REQUIRED WORK
Rewrite every line of the entries below, keeping the text lines unchanged and adding 118 to each bounding box coordinate in the outputs. Leave out the pictures.

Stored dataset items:
————————
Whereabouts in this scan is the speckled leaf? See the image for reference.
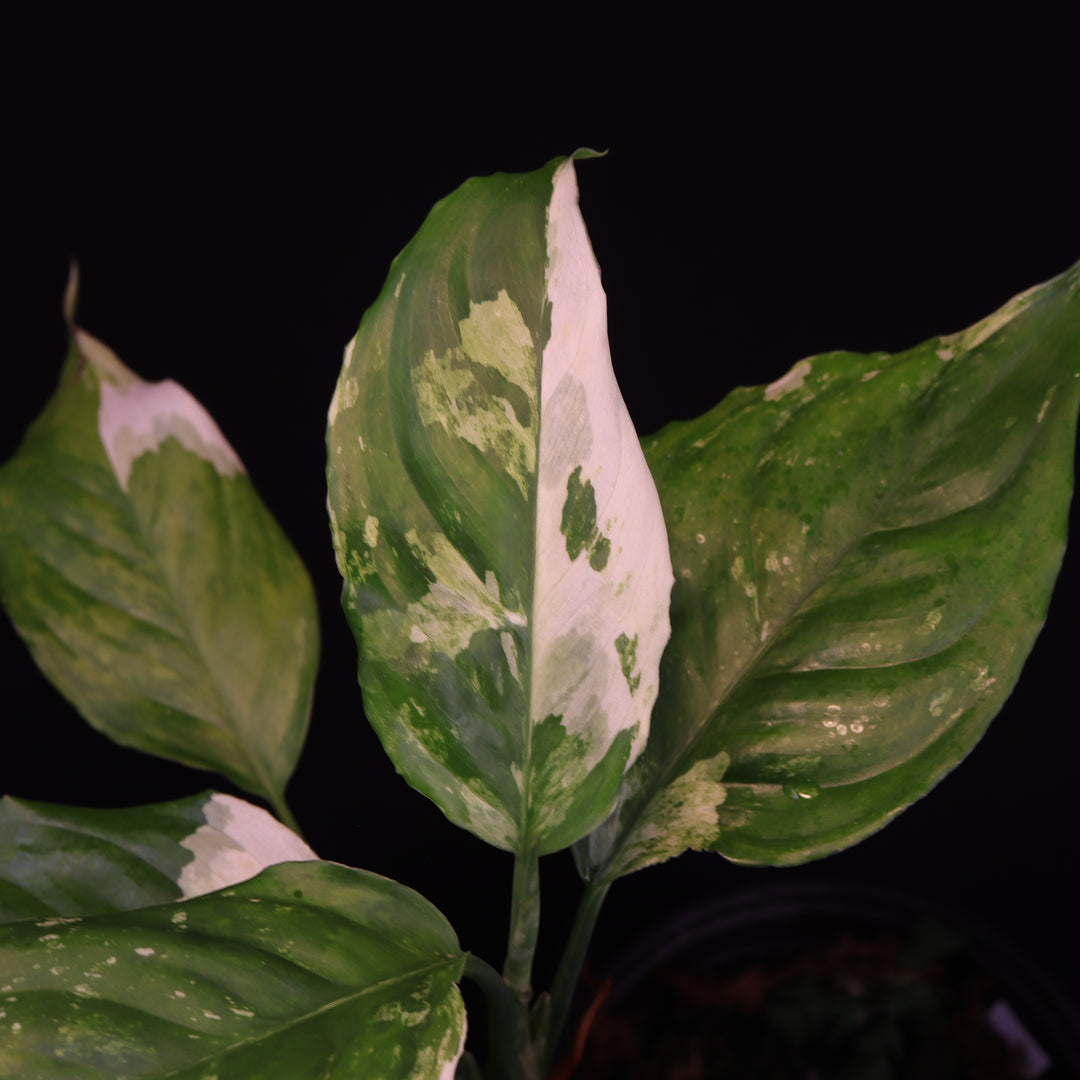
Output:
[0,282,319,806]
[0,792,316,923]
[328,160,672,853]
[576,259,1080,879]
[0,862,465,1080]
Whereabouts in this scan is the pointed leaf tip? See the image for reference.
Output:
[327,159,672,851]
————————
RESULT FOR THIS TASK
Whereabouts in this scan is the speckled leaf? See the image for reference.
Output:
[118,400,437,924]
[118,910,434,1041]
[446,278,790,971]
[694,377,1198,997]
[118,980,583,1198]
Whereabouts in this scan is the pointed leaf tip? See the image for reference.
Output:
[445,277,790,969]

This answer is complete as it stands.